WRITTEN REQUEST: Update all of the data below by changing every "record the position" to "write down the coordinates" and leaving everything else untouched. Leave the pictures out of your answer.

[Image point annotation data]
▬▬▬▬▬▬▬▬▬▬
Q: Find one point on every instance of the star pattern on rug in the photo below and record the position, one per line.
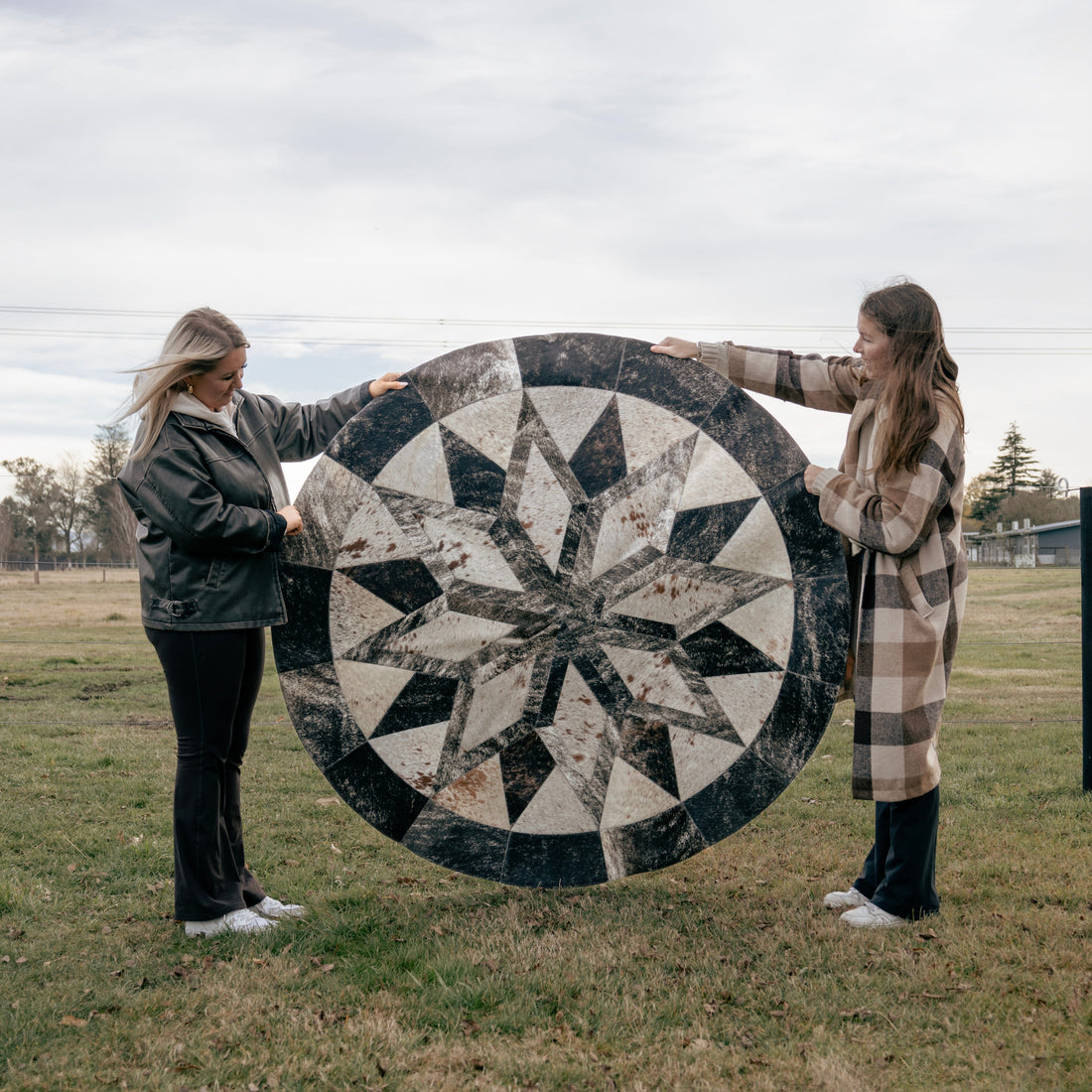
(577, 633)
(561, 611)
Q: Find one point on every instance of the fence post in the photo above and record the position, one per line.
(1087, 632)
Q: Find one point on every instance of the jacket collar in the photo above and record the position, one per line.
(195, 407)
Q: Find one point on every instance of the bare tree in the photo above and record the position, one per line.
(68, 506)
(33, 506)
(7, 531)
(111, 519)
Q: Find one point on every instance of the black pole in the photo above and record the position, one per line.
(1087, 631)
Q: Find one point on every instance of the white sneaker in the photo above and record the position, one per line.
(870, 916)
(844, 899)
(238, 920)
(273, 907)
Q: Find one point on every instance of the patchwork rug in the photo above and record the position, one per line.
(561, 611)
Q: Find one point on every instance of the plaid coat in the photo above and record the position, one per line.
(908, 566)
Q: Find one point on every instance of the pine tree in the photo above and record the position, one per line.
(1015, 467)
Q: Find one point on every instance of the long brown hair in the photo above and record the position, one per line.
(921, 375)
(197, 342)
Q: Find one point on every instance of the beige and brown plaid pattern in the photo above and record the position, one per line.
(912, 574)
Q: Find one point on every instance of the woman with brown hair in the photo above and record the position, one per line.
(205, 479)
(896, 497)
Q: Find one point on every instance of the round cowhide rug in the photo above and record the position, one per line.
(561, 611)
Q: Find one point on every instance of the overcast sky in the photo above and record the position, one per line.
(709, 170)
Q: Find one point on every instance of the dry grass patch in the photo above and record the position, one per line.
(721, 972)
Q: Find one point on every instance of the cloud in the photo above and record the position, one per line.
(686, 164)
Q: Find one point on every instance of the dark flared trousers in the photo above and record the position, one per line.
▬▬▬▬▬▬▬▬▬▬
SOLVED EXERCISE:
Q: Find one point on every instance of the star pattern on rug in the photo below and write down the coordinates, one per line.
(577, 633)
(561, 611)
Q: Find one point on every instance of the fence post in the photo above and write down the coordinates, one per line.
(1087, 632)
Q: Find one point on every instance of the jacket collar in the photo above and write down the coordinates, one per line.
(195, 407)
Q: Find one point on every instance of the bare tree in the photo above and write down the coordinates, one per line.
(68, 506)
(33, 506)
(7, 531)
(111, 519)
Q: Find one point on every instance of the black pole in the photo above and write down the coordinates, one per line.
(1087, 631)
Q: Find one point on every instance of the white sneaker in the photo above and write down the coordinates, one per line.
(870, 916)
(844, 899)
(238, 920)
(273, 907)
Q: Find one point on every instance of the patchwork rug in the photo above and write down the coordinates, one per line.
(561, 611)
Q: Find one point on every instance of the plaid coat in the photo above and write down the coordinates, one per line.
(908, 566)
Q: Find one point on every instance of the pine tree in the photo above and write down the coordinates, one per line.
(1015, 467)
Q: Find one point on every instance of the long brown hair in the photo above and write down the coordinates, one per line.
(921, 375)
(197, 342)
Q: Find one point on every instance of the beige and brown plaid pattern in the photo above and write down the coordinates, one per line.
(912, 574)
Q: Find one point on every instance of the woman with brown hair in the photo above and write down the coordinates, one per line.
(205, 479)
(896, 497)
Q: Find one point on every instance of the round cowhide rug in the photo above and write down the coordinates, one per line.
(561, 611)
Q: Find one point on every instance of the overcast sky in the photo above and write down the coordinates, one per line.
(709, 170)
Q: Find one point on every instance of the dry grass patch in the photo above and write down the coordinates, one per line.
(721, 972)
Q: Find one point on every instance of the cloud in the photo above and write down the coordinates, one per line.
(686, 164)
Q: Find one point on every instance of the dark flared trousers in the photo above and write down the coordinates, one per line.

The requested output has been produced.